Find every line in the entries below that contains the word "place" and copy each of those lines.

====== Dataset extract

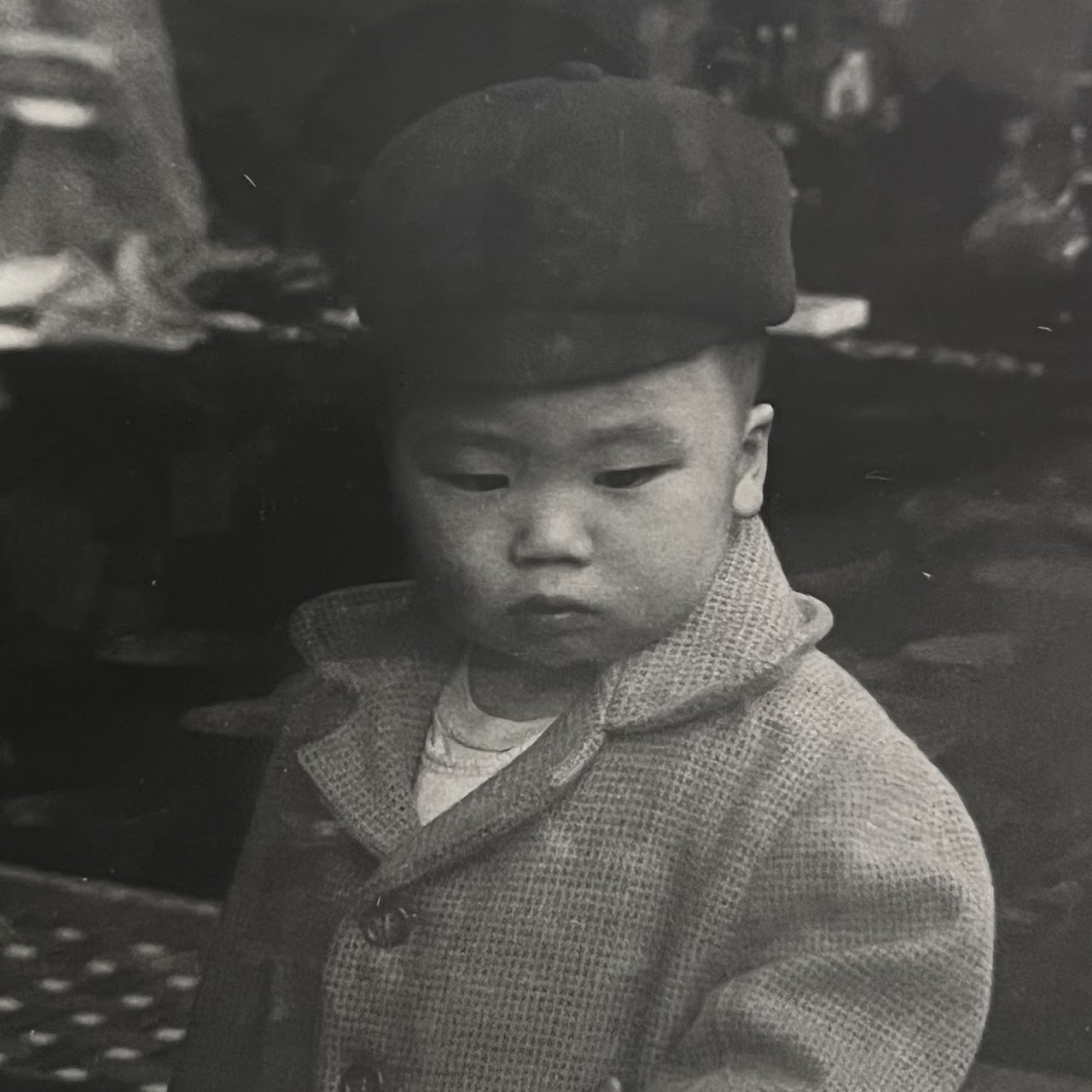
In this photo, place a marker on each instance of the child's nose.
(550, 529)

============
====== Dataset extract

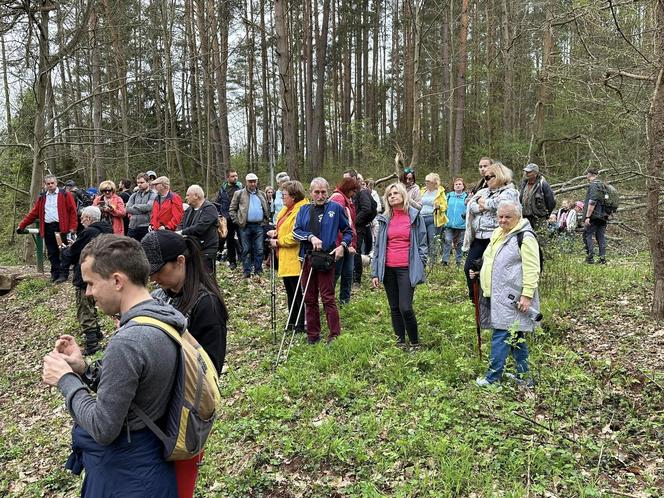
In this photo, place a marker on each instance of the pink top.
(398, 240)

============
====== Dataset extract

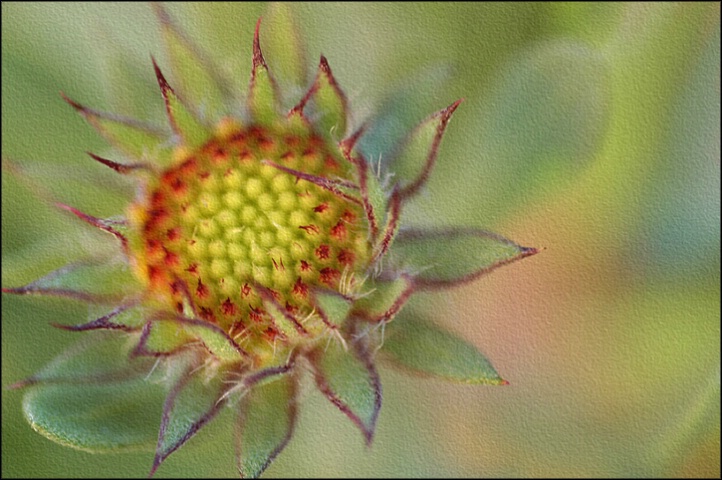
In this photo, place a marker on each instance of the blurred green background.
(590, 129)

============

## Reply
In this photo, place a marker on each instance of the child's nose.
In this photo, place a marker on each instance of the pink top.
In this photo, place a marker on each instance of the blurred green background.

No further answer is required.